> **Reading text**:
▬▬▬
Half-Life: Alyx is a watershed moment for virtual reality

(Image credit: Valve)

At some point during the 12 years that we’ve spent waiting for another Half-Life game, there came a sense of acceptance. As the hope of Half-Life 3 went from a tantalizing reality to an overwrought joke, many believed that we may never see the series again, or at least, the version we’d end up with would be a shade of the source material. 

That’s why some fans appear to have distanced themselves from Half-Life: Alyx - how could Valve possibly follow-up one of the most influential games of all-time through the burgeoning lens of VR? People saw it as a spin-off, a prequel no less - something that surely wouldn’t get to sit at the same table as its mythic predecessors. 

Well, I am delighted to inform that sect of sceptics that they need to start chewing their way through their Headcrab hats.

I’ve played all 15 hours of Half-Life: Alyx’s campaign, and, without a shadow of a doubt, this is a Half-Life game that fills the roomy shoes that Valve left behind in 2007. 

It is, like its forebears, a mind-bending joyride with a physics system to die for. The inventive, head-scratching scientific puzzles you’re used to from the PC games? They’re here. Tense jaunts through zombie-infested death pits that instil terror better than most ‘horror’ games? Alyx has got that in droves. It even manages to balance out the oppressive dystopia of its setting with cheek-straining charm and heaps of Wolpaw wit. I’ll skip the narrative beats to preserve their grandeur, but let’s just say this is by no means a side story…

Following Freeman

Half-Life: Alyx

(Image credit: Valve)

Valve is not Ubisoft. The company has no interest in churning out sequels to its revered series just for the sake of it. Instead, it needs to be able to change the landscape or say something to warrant a new project - and Half-Life: Alyx is the fruit of that ambition.
▬▬▬
> **Requirements**:
A. According to the Half-Life: Alyx review, how many hours long is the game's campaign?
B. Shorten the paragraph of the Half-Life: Alyx review that begins "It is, like its forebears" into a bulleted list of its main points.
C. From the Half-Life: Alyx review, reproduce the passage from "I’ve played all" to "behind in 2007." word for word.
▬▬▬
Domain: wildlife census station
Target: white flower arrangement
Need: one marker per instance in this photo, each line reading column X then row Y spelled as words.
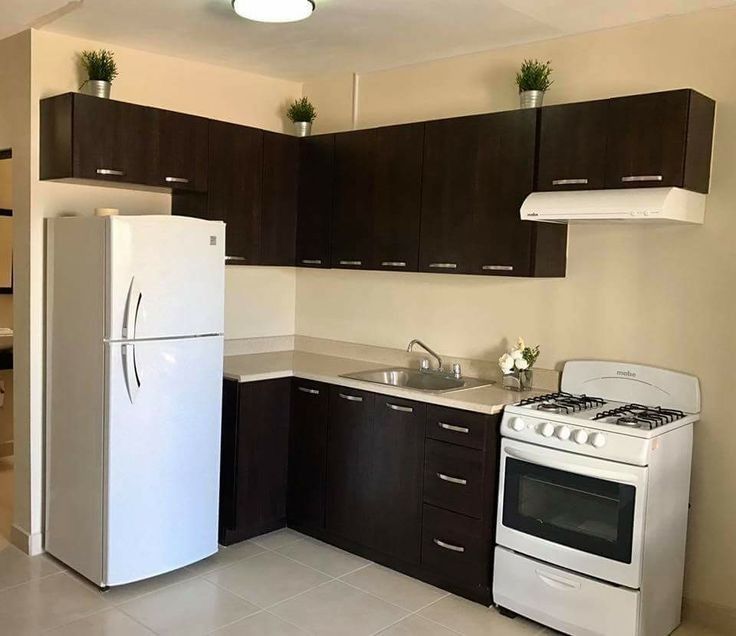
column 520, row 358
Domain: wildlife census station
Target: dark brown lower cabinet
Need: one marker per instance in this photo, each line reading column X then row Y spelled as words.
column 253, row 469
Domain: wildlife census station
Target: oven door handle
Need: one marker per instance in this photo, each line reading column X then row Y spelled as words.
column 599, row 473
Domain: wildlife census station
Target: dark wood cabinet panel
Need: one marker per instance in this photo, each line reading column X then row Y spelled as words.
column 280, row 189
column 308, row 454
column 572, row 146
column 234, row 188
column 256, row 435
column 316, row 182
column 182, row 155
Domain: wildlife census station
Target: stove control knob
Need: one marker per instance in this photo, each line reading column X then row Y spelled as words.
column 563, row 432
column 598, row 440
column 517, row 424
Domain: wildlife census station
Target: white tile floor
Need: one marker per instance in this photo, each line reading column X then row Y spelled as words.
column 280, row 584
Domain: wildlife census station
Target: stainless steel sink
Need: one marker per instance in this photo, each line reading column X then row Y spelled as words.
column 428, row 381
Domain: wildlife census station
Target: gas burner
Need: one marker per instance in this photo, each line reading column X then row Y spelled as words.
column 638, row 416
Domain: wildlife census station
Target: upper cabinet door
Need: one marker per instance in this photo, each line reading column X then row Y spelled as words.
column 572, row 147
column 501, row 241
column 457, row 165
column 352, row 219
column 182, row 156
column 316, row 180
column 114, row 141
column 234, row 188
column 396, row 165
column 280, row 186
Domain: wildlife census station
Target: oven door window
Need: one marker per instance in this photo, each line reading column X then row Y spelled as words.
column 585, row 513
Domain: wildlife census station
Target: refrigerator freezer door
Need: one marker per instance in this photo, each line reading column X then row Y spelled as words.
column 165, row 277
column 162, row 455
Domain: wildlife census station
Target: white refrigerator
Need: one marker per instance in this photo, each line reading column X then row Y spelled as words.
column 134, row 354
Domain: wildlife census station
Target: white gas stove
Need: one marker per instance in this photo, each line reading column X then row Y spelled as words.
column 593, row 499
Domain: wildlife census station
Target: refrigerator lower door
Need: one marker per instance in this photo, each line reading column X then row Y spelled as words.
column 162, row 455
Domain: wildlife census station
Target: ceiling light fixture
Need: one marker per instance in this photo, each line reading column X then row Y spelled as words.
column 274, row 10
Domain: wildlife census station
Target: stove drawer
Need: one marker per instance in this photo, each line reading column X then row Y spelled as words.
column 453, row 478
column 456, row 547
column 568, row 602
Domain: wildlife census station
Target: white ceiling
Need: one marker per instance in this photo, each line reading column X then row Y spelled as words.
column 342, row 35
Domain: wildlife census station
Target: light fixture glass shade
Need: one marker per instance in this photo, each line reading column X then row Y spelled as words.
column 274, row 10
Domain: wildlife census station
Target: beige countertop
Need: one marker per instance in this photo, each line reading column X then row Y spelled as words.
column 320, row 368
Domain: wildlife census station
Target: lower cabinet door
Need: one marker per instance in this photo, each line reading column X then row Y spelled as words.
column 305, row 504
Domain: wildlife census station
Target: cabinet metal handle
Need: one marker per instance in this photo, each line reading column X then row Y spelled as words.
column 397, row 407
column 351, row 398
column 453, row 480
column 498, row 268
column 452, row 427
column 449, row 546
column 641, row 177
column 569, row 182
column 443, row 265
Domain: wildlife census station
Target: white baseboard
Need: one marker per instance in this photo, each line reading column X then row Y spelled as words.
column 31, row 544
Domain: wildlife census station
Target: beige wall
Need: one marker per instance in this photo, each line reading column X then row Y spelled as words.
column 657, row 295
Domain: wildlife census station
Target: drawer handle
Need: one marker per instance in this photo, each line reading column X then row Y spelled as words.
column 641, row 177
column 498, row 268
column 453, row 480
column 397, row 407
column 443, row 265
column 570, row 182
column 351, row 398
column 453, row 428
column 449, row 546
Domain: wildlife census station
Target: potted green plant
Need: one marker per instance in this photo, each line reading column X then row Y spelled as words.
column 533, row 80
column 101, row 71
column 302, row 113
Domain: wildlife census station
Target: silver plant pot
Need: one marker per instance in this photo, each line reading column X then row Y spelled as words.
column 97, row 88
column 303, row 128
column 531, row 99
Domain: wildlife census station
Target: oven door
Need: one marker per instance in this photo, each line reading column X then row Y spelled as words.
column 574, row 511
▬▬▬
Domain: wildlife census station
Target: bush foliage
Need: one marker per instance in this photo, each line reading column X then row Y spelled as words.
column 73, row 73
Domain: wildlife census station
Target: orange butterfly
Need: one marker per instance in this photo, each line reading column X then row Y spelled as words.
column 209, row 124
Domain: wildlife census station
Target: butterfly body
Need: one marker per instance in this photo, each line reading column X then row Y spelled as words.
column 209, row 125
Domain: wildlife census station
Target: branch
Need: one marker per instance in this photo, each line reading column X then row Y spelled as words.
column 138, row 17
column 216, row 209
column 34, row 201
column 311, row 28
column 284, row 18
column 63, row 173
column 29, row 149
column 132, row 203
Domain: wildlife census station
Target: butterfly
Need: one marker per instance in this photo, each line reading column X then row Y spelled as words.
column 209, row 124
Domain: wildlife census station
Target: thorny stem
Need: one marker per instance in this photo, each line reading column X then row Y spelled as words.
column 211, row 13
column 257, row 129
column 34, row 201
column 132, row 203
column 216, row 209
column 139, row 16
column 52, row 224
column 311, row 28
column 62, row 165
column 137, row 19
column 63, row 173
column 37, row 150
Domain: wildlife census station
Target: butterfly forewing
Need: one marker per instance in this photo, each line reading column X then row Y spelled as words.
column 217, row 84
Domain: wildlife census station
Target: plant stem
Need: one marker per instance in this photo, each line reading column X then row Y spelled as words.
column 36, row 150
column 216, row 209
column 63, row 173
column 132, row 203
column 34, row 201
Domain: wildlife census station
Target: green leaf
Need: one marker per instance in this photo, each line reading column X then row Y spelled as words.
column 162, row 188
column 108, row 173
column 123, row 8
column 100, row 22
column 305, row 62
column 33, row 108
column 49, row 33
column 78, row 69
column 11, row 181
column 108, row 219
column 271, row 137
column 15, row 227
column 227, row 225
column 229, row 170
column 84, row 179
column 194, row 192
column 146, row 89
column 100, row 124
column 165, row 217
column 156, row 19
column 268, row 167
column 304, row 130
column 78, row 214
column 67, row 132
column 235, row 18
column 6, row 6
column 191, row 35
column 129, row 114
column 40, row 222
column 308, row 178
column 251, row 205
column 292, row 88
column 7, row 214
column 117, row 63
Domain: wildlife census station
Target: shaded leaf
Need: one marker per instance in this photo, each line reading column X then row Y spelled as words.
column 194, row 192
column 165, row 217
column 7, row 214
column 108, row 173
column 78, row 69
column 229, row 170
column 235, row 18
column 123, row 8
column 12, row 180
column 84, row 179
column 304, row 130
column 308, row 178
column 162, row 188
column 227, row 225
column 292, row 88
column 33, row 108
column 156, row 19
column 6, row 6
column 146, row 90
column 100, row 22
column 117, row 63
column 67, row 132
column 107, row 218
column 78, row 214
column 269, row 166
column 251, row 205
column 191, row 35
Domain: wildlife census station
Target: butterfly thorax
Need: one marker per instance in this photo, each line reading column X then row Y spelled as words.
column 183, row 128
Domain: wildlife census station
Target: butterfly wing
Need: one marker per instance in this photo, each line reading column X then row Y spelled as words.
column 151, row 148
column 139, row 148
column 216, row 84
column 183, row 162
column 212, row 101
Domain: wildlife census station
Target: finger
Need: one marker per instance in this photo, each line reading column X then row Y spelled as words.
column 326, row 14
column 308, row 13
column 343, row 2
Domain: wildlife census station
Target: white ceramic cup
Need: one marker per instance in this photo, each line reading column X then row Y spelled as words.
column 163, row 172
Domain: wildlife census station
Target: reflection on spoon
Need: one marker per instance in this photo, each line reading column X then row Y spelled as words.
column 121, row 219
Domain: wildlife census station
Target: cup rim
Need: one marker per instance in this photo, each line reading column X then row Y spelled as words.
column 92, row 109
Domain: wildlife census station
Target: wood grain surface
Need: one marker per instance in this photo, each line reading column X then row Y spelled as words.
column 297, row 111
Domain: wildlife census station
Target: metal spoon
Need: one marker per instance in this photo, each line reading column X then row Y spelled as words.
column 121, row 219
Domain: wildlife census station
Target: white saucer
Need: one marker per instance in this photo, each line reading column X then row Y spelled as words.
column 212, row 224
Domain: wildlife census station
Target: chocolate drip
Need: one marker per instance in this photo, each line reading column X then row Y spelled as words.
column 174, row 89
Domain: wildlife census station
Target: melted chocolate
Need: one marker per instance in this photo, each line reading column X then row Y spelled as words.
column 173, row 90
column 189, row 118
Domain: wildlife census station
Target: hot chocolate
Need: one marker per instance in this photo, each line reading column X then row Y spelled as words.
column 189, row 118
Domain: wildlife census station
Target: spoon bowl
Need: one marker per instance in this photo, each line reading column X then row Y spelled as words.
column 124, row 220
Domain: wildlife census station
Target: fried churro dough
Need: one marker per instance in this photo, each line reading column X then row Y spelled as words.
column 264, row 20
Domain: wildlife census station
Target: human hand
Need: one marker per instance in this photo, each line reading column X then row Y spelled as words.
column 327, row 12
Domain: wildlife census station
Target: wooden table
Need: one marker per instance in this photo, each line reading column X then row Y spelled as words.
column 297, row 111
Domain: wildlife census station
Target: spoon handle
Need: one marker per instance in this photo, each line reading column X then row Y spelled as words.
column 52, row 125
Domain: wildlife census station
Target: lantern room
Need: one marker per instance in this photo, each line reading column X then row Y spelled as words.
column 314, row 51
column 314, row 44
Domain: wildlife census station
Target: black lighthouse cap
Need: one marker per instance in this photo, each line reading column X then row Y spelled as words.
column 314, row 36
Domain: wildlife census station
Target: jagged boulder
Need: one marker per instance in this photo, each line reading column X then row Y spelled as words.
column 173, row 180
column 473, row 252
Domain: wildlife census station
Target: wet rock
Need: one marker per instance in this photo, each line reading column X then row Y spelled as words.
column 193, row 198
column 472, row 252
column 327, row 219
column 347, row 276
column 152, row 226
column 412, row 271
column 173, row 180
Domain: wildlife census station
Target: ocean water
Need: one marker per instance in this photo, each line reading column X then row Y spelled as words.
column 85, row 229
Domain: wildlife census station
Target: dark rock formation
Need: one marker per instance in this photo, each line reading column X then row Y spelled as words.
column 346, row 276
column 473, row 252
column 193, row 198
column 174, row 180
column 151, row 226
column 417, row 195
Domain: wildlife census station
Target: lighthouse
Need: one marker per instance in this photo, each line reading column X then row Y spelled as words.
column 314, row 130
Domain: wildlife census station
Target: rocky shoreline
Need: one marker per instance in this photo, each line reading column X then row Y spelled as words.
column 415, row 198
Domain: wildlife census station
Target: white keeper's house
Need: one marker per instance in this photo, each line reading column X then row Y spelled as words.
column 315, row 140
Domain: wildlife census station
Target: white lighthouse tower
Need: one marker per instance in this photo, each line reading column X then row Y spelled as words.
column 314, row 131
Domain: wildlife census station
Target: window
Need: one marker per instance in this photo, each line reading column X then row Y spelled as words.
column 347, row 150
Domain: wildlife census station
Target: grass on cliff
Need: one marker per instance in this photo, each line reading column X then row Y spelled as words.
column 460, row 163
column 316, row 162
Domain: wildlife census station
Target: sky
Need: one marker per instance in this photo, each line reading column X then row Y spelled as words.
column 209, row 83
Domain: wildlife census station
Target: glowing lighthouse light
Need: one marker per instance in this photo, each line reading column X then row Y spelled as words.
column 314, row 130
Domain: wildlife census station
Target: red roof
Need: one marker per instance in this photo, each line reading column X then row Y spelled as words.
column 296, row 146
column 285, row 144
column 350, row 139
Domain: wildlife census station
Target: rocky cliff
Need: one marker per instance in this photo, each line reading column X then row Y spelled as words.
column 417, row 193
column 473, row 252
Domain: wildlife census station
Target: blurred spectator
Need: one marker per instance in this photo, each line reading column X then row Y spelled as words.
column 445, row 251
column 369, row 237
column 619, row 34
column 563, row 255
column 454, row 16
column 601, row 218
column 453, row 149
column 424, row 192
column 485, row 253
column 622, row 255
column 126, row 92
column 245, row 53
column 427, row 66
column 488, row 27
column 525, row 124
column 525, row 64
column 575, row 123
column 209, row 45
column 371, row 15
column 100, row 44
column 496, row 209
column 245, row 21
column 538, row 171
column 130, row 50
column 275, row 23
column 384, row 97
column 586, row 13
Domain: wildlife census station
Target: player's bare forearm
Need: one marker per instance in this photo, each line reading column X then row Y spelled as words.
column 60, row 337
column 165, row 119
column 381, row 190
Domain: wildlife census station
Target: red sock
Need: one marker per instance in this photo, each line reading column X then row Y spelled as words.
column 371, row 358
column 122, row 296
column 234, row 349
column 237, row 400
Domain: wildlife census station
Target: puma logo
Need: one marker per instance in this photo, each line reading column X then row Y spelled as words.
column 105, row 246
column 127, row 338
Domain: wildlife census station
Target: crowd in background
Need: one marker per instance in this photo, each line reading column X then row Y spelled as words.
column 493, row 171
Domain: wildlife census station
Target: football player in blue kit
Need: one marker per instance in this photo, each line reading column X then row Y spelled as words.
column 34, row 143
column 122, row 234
▬▬▬
> **Task-by-task outputs**:
A. 15 hours.

B.
- Like earlier Half-Life games, it is a mind-bending joyride with an outstanding physics system.
- It has the inventive, head-scratching scientific puzzles of the PC games.
- Tense trips through zombie-infested death pits create more terror than most horror games.
- Charm and Wolpaw wit balance its oppressive dystopian setting.
- The story beats are left undescribed, but it is by no means a side story.

C.
I’ve played all 15 hours of Half-Life: Alyx’s campaign, and, without a shadow of a doubt, this is a Half-Life game that fills the roomy shoes that Valve left behind in 2007.